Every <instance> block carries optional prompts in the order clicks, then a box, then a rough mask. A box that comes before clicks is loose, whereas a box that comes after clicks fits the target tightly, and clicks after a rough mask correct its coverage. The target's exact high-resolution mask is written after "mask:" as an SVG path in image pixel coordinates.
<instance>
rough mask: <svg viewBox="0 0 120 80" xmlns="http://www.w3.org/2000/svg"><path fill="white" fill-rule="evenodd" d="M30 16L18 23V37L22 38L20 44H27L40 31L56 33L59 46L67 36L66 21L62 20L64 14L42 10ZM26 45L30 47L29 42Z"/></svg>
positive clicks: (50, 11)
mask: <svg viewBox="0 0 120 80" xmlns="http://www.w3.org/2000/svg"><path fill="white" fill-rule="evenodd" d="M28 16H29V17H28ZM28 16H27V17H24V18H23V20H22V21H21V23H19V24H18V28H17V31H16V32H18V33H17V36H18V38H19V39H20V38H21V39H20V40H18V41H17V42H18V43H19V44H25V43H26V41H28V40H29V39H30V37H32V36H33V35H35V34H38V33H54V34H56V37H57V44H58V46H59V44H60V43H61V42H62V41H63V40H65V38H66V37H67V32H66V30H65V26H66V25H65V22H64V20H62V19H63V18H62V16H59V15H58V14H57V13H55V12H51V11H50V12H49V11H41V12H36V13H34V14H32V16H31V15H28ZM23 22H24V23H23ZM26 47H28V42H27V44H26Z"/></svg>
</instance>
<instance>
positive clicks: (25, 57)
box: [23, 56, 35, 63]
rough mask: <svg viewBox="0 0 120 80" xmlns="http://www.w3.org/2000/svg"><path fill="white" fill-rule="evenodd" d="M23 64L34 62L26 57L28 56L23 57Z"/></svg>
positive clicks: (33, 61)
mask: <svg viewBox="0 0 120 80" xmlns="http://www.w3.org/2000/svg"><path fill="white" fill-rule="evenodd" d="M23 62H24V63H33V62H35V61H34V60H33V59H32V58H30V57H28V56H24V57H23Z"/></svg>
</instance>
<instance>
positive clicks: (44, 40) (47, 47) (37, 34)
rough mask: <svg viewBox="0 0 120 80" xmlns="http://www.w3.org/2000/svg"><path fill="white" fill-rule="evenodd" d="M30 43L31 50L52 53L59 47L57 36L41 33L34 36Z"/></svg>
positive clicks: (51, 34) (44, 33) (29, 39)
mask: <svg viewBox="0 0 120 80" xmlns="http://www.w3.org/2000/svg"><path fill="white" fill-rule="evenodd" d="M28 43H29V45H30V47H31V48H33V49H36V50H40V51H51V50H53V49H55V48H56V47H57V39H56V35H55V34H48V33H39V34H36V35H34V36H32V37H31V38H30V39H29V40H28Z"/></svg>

=======

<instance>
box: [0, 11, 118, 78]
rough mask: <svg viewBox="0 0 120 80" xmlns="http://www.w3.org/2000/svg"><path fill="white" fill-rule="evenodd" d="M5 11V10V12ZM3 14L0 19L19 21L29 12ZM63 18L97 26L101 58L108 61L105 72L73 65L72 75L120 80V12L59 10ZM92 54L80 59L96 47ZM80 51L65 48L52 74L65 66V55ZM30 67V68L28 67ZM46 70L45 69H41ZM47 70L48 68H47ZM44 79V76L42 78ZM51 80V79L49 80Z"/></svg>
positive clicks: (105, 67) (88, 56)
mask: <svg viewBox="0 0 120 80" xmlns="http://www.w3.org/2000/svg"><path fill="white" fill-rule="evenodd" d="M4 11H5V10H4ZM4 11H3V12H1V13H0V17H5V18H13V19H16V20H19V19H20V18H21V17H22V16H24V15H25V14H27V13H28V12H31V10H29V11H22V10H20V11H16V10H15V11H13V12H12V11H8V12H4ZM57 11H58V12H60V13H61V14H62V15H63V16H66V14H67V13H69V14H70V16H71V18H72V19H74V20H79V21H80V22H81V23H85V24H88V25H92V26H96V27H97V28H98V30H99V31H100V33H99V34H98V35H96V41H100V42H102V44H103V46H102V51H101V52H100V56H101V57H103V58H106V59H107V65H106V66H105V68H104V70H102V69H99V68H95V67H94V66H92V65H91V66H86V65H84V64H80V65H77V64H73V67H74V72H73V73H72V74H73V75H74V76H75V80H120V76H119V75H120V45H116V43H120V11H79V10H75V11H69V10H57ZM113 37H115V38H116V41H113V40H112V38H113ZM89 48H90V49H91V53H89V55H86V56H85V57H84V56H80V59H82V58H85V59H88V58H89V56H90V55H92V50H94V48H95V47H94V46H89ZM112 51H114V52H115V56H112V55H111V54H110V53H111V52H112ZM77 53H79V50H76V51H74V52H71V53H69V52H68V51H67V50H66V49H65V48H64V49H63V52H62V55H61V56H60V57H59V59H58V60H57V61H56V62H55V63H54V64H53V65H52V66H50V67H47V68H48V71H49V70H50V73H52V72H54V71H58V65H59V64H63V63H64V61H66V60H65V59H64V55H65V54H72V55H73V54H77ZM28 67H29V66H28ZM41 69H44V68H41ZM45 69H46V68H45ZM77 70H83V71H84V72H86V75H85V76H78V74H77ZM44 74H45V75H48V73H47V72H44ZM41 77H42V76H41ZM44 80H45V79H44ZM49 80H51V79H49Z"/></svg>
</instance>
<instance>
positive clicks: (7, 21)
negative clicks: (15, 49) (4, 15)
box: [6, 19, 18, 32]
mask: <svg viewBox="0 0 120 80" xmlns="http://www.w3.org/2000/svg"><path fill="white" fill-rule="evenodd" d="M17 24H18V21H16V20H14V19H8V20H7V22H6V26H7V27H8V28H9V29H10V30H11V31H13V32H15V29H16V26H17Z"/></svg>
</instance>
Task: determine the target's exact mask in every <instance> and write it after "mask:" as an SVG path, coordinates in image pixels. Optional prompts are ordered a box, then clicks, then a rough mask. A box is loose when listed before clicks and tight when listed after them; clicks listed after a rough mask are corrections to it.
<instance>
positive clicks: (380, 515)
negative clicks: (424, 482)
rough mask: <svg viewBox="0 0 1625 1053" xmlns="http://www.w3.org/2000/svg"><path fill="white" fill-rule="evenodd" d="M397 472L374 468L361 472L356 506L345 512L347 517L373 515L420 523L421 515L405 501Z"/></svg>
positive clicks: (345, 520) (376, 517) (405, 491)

=======

CONSIGNE - Renvoie chaque ligne des données ci-dessus qui contient la chaîne « coordinates », en tenant compte de la casse.

RÉPONSE ATTENDUE -
Every <instance> block carries optional prompts in the order clicks, then a box, then a rough mask. A box that comes before clicks is loose, whereas a box that comes after clicks fits the target tightly, and clicks after a rough mask correct its coverage. The target's exact high-resolution mask is written after "mask:" as an SVG path in image pixel coordinates.
Task: determine the target's exact mask in every <instance> and write it after "mask:" as an SVG path, coordinates in image pixels. Optional prompts are ordered a box, then clicks, then a rough mask. A box is loose when listed before clicks and tight when listed after them; clicks listed after a rough mask are corrections to it.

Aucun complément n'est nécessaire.